_Instructions to follow_: Go through the data and retrieve each line that includes the string "iceberg".
Start of Records shown
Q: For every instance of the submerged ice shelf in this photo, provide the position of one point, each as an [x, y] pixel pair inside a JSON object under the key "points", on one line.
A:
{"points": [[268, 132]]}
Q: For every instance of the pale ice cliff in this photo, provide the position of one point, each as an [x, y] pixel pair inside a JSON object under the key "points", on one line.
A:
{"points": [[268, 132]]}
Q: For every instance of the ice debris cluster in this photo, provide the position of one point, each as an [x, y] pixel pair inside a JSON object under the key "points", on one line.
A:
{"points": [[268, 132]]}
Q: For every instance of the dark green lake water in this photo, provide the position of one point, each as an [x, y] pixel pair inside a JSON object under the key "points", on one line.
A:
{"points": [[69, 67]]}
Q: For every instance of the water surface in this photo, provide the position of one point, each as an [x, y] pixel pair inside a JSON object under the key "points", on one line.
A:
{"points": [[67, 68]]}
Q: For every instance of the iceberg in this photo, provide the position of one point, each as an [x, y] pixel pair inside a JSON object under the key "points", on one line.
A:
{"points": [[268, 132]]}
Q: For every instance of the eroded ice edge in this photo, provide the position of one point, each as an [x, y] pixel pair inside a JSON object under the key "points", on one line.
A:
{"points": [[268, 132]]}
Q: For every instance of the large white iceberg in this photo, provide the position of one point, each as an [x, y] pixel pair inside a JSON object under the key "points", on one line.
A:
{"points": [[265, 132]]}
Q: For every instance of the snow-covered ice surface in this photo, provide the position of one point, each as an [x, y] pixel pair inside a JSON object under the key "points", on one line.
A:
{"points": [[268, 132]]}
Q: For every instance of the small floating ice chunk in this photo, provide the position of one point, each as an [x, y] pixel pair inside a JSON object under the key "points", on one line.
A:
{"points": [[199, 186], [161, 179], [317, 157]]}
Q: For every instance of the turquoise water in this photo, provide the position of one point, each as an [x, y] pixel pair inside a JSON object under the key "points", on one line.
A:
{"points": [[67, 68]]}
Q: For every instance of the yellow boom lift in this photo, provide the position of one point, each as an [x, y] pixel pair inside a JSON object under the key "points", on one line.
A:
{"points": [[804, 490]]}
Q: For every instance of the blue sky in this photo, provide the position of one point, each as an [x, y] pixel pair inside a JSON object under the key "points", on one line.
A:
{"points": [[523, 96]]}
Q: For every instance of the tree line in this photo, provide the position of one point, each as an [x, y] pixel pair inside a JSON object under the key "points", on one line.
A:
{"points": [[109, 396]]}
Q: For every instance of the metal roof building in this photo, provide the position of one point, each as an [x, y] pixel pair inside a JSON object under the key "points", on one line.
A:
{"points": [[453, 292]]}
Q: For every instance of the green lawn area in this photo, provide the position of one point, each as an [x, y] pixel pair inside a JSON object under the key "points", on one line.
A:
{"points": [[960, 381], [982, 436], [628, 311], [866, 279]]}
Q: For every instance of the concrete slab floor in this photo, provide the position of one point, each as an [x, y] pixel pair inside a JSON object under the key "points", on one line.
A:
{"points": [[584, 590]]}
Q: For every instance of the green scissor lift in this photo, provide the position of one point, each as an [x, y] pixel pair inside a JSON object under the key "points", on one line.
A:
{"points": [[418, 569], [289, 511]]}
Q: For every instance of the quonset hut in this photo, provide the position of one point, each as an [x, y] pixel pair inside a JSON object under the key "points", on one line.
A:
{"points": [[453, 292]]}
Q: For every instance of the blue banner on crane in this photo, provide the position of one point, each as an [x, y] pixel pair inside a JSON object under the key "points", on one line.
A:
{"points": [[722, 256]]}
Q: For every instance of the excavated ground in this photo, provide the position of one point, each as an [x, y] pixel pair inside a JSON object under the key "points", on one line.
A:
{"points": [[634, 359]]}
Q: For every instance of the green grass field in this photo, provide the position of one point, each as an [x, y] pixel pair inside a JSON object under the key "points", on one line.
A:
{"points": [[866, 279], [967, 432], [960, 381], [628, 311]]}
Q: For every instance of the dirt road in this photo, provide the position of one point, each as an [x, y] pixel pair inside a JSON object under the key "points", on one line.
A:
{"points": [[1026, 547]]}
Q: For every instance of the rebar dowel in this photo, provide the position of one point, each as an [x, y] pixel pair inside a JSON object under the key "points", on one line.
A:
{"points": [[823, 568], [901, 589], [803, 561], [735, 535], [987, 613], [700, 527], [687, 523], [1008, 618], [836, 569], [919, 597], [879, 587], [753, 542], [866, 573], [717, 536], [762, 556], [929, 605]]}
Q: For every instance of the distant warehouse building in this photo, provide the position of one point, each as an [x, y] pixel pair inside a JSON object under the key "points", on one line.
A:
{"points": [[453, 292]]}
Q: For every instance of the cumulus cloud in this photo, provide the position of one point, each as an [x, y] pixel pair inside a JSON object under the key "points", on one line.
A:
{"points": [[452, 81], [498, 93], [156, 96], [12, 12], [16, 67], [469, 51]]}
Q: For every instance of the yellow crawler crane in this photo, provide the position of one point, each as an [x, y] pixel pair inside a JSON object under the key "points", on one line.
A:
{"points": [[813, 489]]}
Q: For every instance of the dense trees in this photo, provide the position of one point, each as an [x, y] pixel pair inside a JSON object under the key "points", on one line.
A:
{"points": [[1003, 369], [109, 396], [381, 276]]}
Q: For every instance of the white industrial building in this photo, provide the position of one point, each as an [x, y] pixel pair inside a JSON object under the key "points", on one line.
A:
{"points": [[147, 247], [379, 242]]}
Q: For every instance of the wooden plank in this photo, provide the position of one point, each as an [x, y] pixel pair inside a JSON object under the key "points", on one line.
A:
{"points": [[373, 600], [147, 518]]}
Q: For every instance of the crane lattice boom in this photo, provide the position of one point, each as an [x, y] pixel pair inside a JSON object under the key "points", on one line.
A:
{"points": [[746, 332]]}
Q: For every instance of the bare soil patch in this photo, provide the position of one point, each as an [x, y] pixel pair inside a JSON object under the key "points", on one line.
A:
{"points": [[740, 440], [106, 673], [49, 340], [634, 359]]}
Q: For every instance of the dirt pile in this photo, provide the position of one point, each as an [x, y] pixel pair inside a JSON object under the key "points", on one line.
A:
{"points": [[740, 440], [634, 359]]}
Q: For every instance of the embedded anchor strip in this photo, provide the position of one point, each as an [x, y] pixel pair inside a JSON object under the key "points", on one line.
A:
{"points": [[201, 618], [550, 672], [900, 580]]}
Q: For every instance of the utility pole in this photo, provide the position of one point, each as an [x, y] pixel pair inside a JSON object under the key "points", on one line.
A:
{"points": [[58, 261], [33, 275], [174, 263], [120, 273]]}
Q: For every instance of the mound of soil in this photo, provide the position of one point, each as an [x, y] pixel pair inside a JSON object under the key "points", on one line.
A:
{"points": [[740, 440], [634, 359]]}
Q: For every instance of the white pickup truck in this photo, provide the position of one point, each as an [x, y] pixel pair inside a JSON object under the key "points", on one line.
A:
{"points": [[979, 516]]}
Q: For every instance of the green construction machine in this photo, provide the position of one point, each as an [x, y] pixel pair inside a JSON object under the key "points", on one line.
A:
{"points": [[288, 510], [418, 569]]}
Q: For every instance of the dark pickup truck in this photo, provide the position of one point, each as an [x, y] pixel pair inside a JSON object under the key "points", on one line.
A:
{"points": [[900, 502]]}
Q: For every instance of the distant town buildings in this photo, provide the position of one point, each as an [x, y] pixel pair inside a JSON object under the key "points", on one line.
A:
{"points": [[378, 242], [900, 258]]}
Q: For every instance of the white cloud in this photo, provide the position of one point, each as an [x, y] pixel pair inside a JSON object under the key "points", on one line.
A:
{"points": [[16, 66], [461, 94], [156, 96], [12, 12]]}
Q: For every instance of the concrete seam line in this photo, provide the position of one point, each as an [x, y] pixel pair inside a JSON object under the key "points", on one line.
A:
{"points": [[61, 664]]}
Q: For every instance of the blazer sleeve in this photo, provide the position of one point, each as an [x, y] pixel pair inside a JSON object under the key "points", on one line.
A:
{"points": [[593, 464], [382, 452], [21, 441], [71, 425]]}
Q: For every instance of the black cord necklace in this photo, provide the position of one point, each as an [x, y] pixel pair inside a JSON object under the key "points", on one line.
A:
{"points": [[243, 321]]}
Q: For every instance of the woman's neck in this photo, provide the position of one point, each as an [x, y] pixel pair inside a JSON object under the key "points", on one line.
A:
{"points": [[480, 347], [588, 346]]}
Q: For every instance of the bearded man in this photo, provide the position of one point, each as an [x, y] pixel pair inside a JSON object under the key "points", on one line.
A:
End of Records shown
_Exercise solution_:
Q: For every instance of the iceberg in this photo, provide the position of one point, each as an [x, y] pixel pair inside a JSON object under the key "points", on one line.
Q: For every instance of the large white iceberg in this photo, provide the position of one point, each as an [x, y] pixel pair inside a JSON object under the key "points", on one line.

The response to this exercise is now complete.